Von Jens Kusian 18.01.2010, 05:53

Die Haldensleber Stadtbuslinien stehen in der Kritik, weil seit August 2008 die Haltestellen am oberen Waldring, am Stadtpark und an der Bornschen Straße nicht mehr angefahren werden. Im Wirtschafts- und Finanzausschuss wurde die Einführung eines Rufbus-Systems als Alternative zur Stadtbuslinie vorgestellt. Auch der Stadtrat beschäftigte sich am Donnerstag mit dem Thema.

Haldensleben. Rund 60 000 Euro – Tendenz steigend – lässt sich die Stadt Haldensleben im Jahr die beiden Stadtbuslinien kosten. Das ist allerdings nur die Hälfte des Defizits, das die Busse einfahren, die andere Hälfte schultert der Landkreis. Um diese Ausgaben zu senken, hatte der Stadtrat den Beschluss gefasst, zum Busfahrplanwechsel im August 2008 drei Haltestellen – am oberen Waldring, am Stadtpark und an der Jugendherberge – wegfallen zu lassen. Im Gegenzug wurde eine neue Haltestelle am Kreisverkehr Bornsche Straße eingerichtet. Damit sollten pro Jahr rund 11 800 Euro an Stadtzuschüssen eingespart werden.

Aufgeführte Einträge
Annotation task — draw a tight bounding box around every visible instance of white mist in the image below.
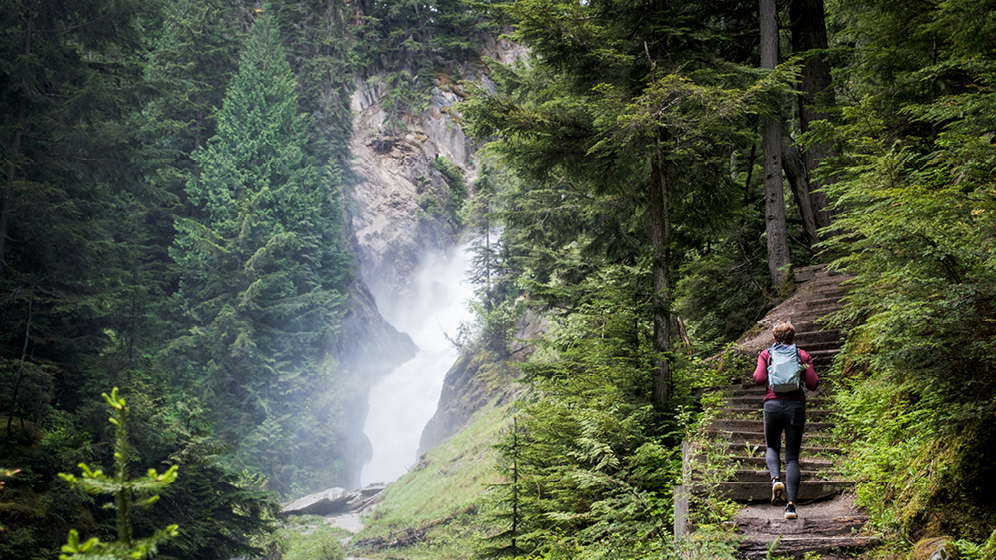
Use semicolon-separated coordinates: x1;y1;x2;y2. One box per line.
360;246;474;486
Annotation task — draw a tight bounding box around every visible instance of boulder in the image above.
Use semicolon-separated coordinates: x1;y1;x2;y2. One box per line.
909;537;958;560
281;488;357;515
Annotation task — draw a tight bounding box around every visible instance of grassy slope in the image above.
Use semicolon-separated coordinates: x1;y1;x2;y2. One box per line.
350;394;514;560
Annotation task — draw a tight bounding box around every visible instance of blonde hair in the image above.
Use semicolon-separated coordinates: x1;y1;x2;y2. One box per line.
771;323;795;344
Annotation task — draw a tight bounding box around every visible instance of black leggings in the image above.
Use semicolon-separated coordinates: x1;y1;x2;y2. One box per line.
764;399;806;503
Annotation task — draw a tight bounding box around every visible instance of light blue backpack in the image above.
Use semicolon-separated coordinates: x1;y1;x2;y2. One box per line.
768;344;806;393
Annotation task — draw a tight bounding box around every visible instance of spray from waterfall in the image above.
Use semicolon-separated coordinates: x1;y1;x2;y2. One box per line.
360;245;474;485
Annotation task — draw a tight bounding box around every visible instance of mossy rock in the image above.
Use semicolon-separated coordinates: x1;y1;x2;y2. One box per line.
907;537;959;560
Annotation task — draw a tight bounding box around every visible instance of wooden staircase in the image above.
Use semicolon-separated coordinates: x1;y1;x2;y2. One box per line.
675;267;877;560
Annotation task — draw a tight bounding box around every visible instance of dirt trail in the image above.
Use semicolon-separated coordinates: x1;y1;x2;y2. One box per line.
692;267;878;560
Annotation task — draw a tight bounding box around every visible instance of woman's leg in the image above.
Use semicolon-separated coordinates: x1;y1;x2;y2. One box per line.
764;399;785;479
785;400;806;504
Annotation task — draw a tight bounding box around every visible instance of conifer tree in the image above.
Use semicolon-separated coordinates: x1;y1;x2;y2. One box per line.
170;8;350;493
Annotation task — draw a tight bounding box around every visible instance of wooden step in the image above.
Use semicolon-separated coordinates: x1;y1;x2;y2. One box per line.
706;418;835;435
735;468;842;486
712;480;854;502
706;429;833;446
720;406;836;423
726;444;843;458
723;394;833;410
738;532;880;560
724;458;833;472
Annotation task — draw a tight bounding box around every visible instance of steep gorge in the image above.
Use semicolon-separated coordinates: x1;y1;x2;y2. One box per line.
340;40;523;486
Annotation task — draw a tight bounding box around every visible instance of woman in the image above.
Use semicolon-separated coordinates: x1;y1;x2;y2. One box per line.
754;323;820;519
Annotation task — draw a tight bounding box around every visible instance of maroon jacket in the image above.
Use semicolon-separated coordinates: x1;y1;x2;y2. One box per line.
754;348;820;401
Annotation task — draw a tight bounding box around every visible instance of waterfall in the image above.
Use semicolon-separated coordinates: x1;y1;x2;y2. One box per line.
360;245;474;485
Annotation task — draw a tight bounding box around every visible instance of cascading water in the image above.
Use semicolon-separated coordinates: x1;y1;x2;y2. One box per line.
360;245;474;485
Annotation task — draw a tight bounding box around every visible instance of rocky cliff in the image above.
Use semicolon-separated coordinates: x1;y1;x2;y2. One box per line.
337;40;524;485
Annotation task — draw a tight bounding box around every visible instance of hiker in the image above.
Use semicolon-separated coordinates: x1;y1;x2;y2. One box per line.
754;323;820;519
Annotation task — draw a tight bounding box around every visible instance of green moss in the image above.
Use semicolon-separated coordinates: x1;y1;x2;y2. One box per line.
353;401;511;560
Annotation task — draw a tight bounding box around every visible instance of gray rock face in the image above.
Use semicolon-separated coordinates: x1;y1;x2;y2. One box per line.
281;484;387;516
281;488;356;515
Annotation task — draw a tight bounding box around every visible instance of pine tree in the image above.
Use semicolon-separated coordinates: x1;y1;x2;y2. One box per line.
171;9;350;493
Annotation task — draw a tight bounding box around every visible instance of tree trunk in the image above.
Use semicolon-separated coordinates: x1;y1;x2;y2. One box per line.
0;12;35;277
789;0;837;228
650;154;671;409
782;134;820;247
759;0;790;292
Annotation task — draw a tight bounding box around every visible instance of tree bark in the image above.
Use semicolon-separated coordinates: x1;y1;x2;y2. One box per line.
759;0;790;292
789;0;837;229
0;11;35;277
782;134;820;247
650;154;671;409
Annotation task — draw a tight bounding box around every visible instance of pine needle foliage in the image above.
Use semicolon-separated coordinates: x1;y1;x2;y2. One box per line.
167;11;352;495
815;2;996;541
59;387;178;560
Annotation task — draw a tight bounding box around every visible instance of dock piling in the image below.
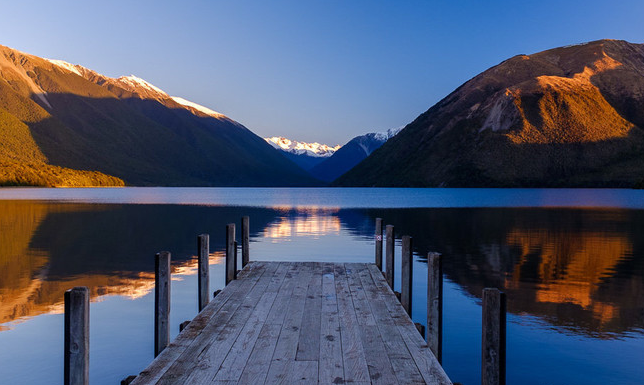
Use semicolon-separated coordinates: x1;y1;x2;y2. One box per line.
242;216;250;269
154;251;170;357
197;234;210;312
375;218;382;271
427;252;443;363
400;235;414;316
64;286;89;385
385;225;395;290
226;223;237;285
481;288;506;385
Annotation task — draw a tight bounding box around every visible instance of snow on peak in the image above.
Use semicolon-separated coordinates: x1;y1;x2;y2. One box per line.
45;59;84;76
116;75;169;97
264;136;342;158
171;96;224;118
374;127;403;142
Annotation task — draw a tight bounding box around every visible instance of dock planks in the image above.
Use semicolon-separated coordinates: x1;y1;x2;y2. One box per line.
132;262;451;385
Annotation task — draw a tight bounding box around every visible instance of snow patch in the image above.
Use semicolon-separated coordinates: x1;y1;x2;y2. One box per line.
116;75;169;97
45;59;83;76
171;96;225;118
264;136;342;158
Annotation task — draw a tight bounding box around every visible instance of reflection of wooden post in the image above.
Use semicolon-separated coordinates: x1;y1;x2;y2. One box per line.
385;225;395;290
63;286;89;385
197;234;210;312
154;251;170;357
400;235;414;316
427;253;443;363
226;223;237;285
376;218;382;271
481;288;506;385
242;216;250;269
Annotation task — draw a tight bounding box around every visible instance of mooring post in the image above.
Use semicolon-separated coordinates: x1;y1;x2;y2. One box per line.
64;286;89;385
375;218;382;271
427;252;443;363
242;216;250;269
197;234;210;312
400;235;414;316
226;223;237;285
385;225;395;290
481;288;506;385
154;251;170;357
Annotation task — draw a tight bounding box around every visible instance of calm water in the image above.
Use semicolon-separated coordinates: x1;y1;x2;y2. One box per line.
0;188;644;385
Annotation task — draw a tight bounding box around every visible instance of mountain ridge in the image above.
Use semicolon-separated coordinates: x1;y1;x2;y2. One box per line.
0;46;319;186
334;40;644;187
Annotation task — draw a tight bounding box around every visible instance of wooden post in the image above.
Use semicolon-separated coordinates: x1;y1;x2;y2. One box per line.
481;288;506;385
154;251;170;357
197;234;210;312
376;218;382;271
385;225;395;290
226;223;237;285
63;286;89;385
400;235;414;316
242;216;250;269
427;253;443;363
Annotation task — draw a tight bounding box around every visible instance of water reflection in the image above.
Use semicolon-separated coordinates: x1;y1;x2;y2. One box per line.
0;201;644;338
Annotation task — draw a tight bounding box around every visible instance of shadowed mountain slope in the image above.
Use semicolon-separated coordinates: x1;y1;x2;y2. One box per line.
334;40;644;187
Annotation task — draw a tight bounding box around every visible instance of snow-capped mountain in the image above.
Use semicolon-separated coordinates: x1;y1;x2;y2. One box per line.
0;45;318;186
264;136;342;158
264;136;341;171
309;127;402;182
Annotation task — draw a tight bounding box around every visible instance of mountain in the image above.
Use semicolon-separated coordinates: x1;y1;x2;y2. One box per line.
310;129;400;182
0;46;317;186
264;136;340;171
334;40;644;187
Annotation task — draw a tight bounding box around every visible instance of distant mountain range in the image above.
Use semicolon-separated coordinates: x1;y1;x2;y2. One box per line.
264;128;400;183
264;136;341;171
334;40;644;187
0;46;319;186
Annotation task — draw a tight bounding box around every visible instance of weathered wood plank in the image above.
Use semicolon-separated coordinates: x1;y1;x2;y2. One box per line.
197;234;210;311
385;225;396;290
132;262;266;385
295;263;322;361
266;263;312;384
334;264;375;383
226;223;237;285
481;288;506;385
375;218;382;270
154;251;171;357
427;253;443;362
239;323;282;384
318;263;344;384
63;286;89;385
242;216;250;269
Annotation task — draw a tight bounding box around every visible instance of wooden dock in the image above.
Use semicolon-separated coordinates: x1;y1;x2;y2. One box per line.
131;262;452;385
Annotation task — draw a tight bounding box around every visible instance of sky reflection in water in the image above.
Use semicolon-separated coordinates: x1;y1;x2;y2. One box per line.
0;190;644;384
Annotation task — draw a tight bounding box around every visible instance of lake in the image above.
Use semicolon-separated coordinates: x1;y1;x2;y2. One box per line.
0;188;644;385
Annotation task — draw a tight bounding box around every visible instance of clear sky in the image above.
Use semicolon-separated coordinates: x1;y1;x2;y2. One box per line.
0;0;644;144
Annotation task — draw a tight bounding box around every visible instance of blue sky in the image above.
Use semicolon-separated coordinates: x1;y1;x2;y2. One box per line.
0;0;644;144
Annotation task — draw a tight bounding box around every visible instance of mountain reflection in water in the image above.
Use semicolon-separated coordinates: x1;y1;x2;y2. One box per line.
0;201;644;338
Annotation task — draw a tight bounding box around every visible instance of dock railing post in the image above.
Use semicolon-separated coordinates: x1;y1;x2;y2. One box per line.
197;234;210;312
226;223;237;285
400;235;414;316
427;252;443;363
154;251;170;357
242;216;250;269
63;286;89;385
481;288;506;385
385;225;395;290
375;218;382;271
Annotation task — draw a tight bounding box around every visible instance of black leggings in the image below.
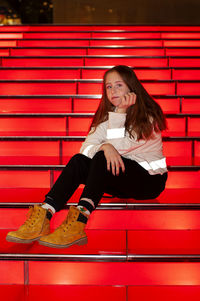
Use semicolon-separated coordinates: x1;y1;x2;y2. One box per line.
45;151;167;211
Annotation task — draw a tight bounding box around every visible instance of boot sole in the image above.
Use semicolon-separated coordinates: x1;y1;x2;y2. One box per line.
38;237;88;249
6;236;41;244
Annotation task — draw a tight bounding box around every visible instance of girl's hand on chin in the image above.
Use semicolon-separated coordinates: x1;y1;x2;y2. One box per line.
115;92;137;113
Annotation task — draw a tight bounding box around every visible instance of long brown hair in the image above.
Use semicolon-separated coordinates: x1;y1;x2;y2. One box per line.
90;65;167;140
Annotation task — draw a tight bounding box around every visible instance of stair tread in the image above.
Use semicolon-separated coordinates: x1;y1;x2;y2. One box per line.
0;229;200;254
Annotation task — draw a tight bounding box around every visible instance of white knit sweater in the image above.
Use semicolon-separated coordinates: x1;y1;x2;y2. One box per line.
80;112;167;175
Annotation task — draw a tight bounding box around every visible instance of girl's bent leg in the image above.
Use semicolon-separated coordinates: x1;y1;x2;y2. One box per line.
78;151;114;212
45;154;91;211
79;151;167;212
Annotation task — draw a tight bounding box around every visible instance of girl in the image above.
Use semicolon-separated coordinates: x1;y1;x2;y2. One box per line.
6;65;167;248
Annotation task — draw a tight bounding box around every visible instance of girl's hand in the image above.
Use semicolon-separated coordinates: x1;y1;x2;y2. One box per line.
99;143;125;176
115;92;137;113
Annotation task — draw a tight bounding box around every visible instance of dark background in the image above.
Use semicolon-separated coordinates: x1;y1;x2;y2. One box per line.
0;0;200;25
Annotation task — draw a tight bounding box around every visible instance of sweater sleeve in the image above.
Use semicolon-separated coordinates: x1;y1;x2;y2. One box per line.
80;121;107;159
106;112;126;139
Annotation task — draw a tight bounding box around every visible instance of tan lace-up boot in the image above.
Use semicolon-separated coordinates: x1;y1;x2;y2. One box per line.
6;205;50;243
39;206;88;248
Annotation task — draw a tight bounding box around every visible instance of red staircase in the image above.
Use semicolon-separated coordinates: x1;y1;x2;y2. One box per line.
0;25;200;301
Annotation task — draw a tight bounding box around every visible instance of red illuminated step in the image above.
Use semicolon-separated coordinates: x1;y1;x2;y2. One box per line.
0;40;17;47
0;137;200;166
169;57;200;67
23;32;91;40
166;47;200;56
0;96;73;114
17;39;90;47
1;57;84;67
1;284;127;301
0;227;200;255
161;32;200;40
172;68;200;80
163;40;200;47
10;48;87;56
3;208;200;231
0;68;82;80
0;33;23;40
128;286;200;301
88;47;165;56
21;262;200;285
0;95;181;114
0;48;10;57
0;80;177;95
0;24;200;32
17;39;162;47
9;47;166;56
0;67;172;80
0;229;126;254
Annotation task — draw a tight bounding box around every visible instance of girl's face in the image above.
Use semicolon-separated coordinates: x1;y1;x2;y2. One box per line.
105;71;130;107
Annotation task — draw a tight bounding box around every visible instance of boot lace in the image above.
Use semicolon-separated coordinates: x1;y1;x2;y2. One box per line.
57;213;77;232
21;207;41;228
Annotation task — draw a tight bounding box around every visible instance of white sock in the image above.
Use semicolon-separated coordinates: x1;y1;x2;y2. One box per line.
41;203;56;215
77;206;90;215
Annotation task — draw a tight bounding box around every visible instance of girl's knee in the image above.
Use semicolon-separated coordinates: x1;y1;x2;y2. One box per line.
68;153;90;164
92;151;107;168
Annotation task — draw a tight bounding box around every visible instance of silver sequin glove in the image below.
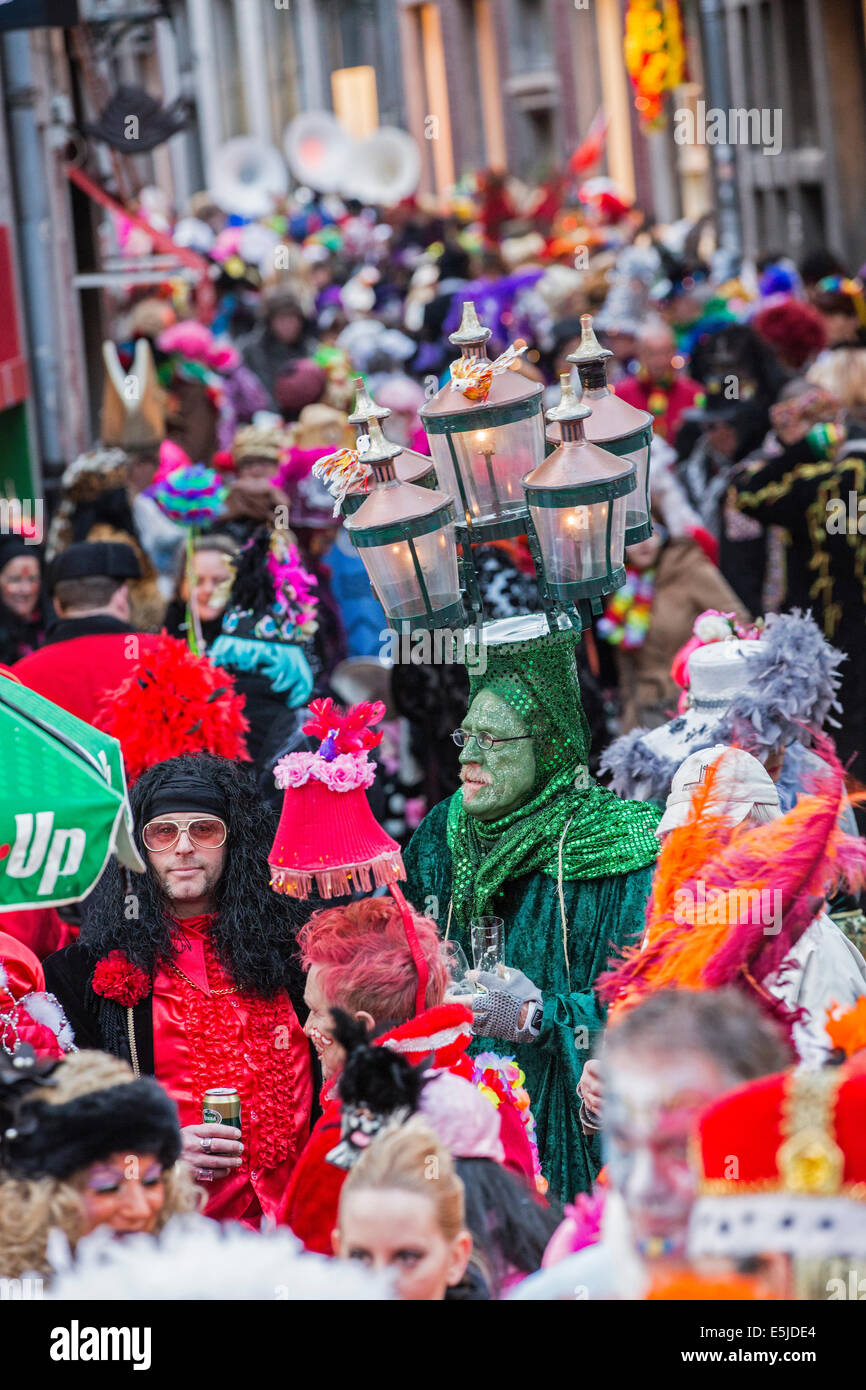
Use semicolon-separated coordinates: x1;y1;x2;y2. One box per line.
473;966;542;1043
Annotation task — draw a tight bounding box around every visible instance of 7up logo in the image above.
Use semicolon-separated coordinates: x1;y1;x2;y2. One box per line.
6;810;88;897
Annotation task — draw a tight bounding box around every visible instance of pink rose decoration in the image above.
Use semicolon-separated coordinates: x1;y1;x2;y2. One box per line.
274;753;318;791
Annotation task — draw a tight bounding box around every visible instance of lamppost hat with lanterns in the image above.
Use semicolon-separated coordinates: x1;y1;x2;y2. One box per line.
548;314;652;547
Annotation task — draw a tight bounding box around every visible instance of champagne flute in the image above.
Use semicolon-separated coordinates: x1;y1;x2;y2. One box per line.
439;940;478;1002
468;915;505;974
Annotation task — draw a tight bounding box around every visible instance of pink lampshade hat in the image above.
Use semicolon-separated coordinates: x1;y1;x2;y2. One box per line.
268;699;430;1013
268;699;406;898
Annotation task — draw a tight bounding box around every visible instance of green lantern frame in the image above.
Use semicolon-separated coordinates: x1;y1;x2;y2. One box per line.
595;425;652;544
524;469;634;603
424;394;544;545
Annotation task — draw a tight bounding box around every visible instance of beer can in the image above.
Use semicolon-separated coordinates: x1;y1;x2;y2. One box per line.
202;1086;240;1130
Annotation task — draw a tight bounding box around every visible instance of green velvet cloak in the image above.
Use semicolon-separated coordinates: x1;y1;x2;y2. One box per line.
403;791;653;1201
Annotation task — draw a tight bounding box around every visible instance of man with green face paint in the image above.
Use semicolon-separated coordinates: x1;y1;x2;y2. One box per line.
405;630;659;1200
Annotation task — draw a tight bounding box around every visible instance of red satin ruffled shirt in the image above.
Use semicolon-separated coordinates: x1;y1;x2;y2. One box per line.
153;916;313;1227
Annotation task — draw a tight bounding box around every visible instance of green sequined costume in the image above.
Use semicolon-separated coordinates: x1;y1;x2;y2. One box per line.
405;631;659;1200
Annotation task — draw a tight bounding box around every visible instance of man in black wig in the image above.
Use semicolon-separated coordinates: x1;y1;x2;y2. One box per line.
44;753;313;1226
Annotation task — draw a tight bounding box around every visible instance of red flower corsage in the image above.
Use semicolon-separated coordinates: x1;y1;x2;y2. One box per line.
93;951;150;1009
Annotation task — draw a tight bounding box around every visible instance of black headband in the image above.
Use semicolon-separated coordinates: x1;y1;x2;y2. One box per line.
139;773;228;826
0;1077;181;1180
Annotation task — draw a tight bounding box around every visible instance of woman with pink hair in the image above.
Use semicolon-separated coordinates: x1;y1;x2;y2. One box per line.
278;898;534;1255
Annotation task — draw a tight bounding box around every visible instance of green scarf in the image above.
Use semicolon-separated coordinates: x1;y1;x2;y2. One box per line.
448;631;660;927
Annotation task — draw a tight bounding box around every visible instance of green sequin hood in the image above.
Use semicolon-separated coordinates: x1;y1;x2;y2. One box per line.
448;630;660;926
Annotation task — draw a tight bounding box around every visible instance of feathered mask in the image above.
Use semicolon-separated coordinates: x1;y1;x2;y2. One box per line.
222;528;318;642
325;1009;428;1168
599;738;866;1026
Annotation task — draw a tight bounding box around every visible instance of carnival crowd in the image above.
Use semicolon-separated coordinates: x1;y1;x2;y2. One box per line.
0;175;866;1301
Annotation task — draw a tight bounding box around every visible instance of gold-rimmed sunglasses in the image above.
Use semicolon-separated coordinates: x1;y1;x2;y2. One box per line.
142;816;228;855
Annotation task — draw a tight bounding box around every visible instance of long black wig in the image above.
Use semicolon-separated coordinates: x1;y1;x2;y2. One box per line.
81;753;316;1002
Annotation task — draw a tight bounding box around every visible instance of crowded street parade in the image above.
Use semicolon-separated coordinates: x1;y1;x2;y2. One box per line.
0;0;866;1356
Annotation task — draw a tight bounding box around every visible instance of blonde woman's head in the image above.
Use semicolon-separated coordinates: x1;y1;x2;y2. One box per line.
332;1118;473;1301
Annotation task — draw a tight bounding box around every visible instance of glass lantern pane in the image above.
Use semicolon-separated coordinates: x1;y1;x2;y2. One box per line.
622;445;649;530
530;498;628;584
359;521;460;621
428;414;545;525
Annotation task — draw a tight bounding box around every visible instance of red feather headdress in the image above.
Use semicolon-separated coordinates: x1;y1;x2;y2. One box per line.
93;632;250;785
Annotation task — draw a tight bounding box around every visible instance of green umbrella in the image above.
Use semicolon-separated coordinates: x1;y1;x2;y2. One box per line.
0;677;145;913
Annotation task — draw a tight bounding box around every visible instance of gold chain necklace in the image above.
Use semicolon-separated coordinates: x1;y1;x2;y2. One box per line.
167;960;238;999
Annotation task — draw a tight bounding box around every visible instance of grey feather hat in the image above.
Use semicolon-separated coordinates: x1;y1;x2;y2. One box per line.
601;609;845;803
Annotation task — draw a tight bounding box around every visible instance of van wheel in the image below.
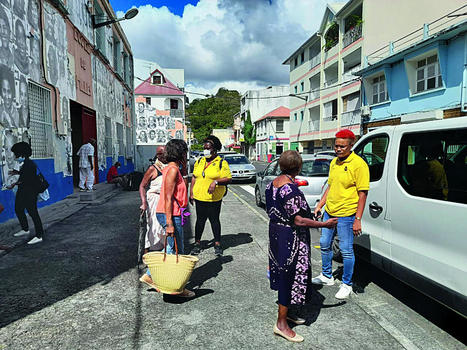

Aufgabe 1
Gib den Abschnitt aus dem Text über die Haldensleber Stadtbuslinien, beginnend bei „Von Jens Kusian“ und endend bei „mit dem Thema.“, noch einmal wieder und ersetze darin „Stadtrat“ durch „Gemeinderat“.
Aufgabe 2
Wie viel Geld an Stadtzuschüssen sollte laut dem Text über die Haldensleber Stadtbuslinien durch den Wegfall der drei Haltestellen pro Jahr eingespart werden?
Aufgabe 3
Schreibe den Text über die Haldensleber Stadtbuslinien im Anschluss an seinen letzten Satz weiter.

Ergebnis der Aufgabe 1
Von Jens Kusian 18.01.2010, 05:53

Die Haldensleber Stadtbuslinien stehen in der Kritik, weil seit August 2008 die Haltestellen am oberen Waldring, am Stadtpark und an der Bornschen Straße nicht mehr angefahren werden. Im Wirtschafts- und Finanzausschuss wurde die Einführung eines Rufbus-Systems als Alternative zur Stadtbuslinie vorgestellt. Auch der Gemeinderat beschäftigte sich am Donnerstag mit dem Thema.

Ergebnis der Aufgabe 2
Rund 11 800 Euro.

Ergebnis der Aufgabe 3
Dieses Ziel scheint aber mittlerweile überholt. So wurde 2008 für den Zeitraum von August ( Fahrplanwechsel ) bis Dezember der Defizitzuschuss lediglich um rund 5 000 Euro vermindert. Für das Jahr 2009 liege allerdings noch kein finanzieller Abschluss vor, ließ Dorita Schuster, die Geschäftsführerin der OhreBus Verkehrsgesellschaft, die Mitglieder des Finanz- und Wirtschaftsausschusses am Dienstag wissen. " Wir können nur sagen, dass auf beiden Linien im Jahr 2009 rund 115 000 Kilometer gefahren wurden. Das sind gut 30 000 Kilometer weniger als 2008, und das macht in etwa 1000 Stunden bezahlte Arbeitszeit aus, die so eingespart werden konnten ", erklärte sie.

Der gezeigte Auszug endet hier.